◆ PASSAGE TO READ
______________________________

Democratic vice presidential candidate Tim Kaine took a brickbat to Republican presidential nominee Donald Trump on Saturday, calling the business mogul “temperamentally unfit” to be commander-in-chief. Coming on the same weekend that Trump and his vice presidential pick, Indiana Gov. Mike Pence, spoke at the 2016 Values Voter Summit, Kaine’s speech at the Human Rights Campaign’s National Dinner in Washington, D.C. provided a stark contrast between the priorities of the two camps on LGBT issues.
“I have the honor of joining Hillary Clinton on what the Human Rights Campaign has called the most ‘pro-equality ticket in history,'” said Kaine. “I hope the next ticket is even more pro-equality.
“I’ve known Hillary a long time,” he continued. “I’ve had the chance to see her up close over the course of this campaign. I’m going to tell you, she’s the real deal. She’s got the experience and the vision, the passion and compassion to make a real difference for families across the nation. And she’ll do everything she can to ensure that every LGBTQ person or family has a fair chance to achieve their dreams. That’s what she’s done for her entire career.”
Referring to Trump’s campaign website, the Virginia senator said, “Go to the position page [and] search for an LGBTQ agenda. Or maybe I can save you the time — there isn’t one. No mention. It’s invisible. It’s a non-issue. Now, if you go to the store part of his website, you will find a shirt targeted at your community asking for your money.”
Kaine quoted the American novelist Alice Walker, saying of Trump’s supposed “outreach” to LGBT voters, “No person is your friend who demands your silence or denies your right to grow.”
On a personal note, Kaine called LGBT rights one of the pieces of “unfinished business” from his time as governor from 2006 to 2009. Kaine admitted that, in the past, he was not always an ally to the LGBT community because of his struggle to reconcile the teachings of his Catholic faith with the concept of marriage equality. But he also recounted how he was turned off by arguments that members of Virginia’s General Assembly made in favor of a constitutional amendment to ban recognition of same-sex relationships. Some wanted to make Virginia hostile to LGBT rights, said Kaine, in the hope of driving LGBT citizens out of the commonwealth, while others simply wished to appease culturally conservative voters. Their motivations were the genesis for his eventual change of heart on marriage equality.
Kaine hailed the progress made on LGBT rights, saying “the laws of the land are closer to reflecting what we know in our hearts to be true, that every American deserves dignity and respect, no matter who they are or who they love…. But that demands that we avoid complacency and that we wake up each day, committed to the self-evident truth that all people have equal worth and dignity.”

______________________________

◆ DATA BELOW
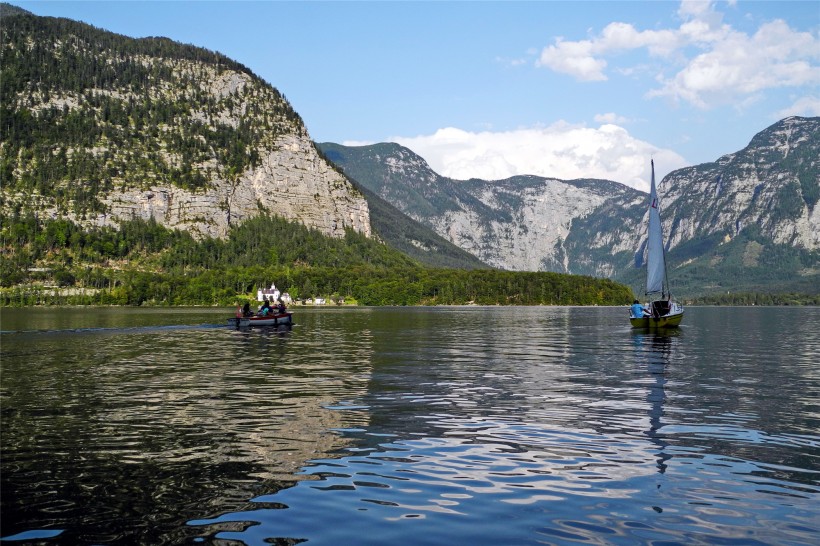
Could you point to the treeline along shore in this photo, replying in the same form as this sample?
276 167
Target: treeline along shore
49 261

______________________________

◆ EXERCISE INSTRUCTIONS
Continue the article about Tim Kaine's speech at the Human Rights Campaign's National Dinner, starting after its last paragraph.

◆ YOUR RESPONSE
Although Kaine landed some punches against Trump, it was HRC President Chad Griffin who dealt the business mogul the toughest blows. Beginning with Trump’s first press conference following the mass shooting at Orlando’s Pulse nightclub, Griffin accused the Republican nominee of exploiting a national tragedy for political gain. Calling the Trump/Pence presidential ticket “the gravest threat our community has ever faced in a presidential election,” he offered a litany of examples in which Trump has proven hostile to the interests of the LGBT community.
“While Donald Trump has threatened to legalize Kim Davis-style discrimination from coast to coast, Hillary Clinton has made passing the Equality Act a top legislative priority,” he said. “While Donald Trump offered a full-throated endorsement of North Carolina’s HB2 and hit the campaign trail with his lapdog Governor Pat McCrory, Hillary Clinton will ensure the full force of the federal government continues fighting these unconstitutional laws. And before Donald Trump traveled to Orlando to headline an event hosted by some of the most hateful and dangerous extremists in America today, Hillary Clinton traveled to Orlando to lay flowers at Pulse, grieve with the families, and help a community heal. That’s what a president looks like.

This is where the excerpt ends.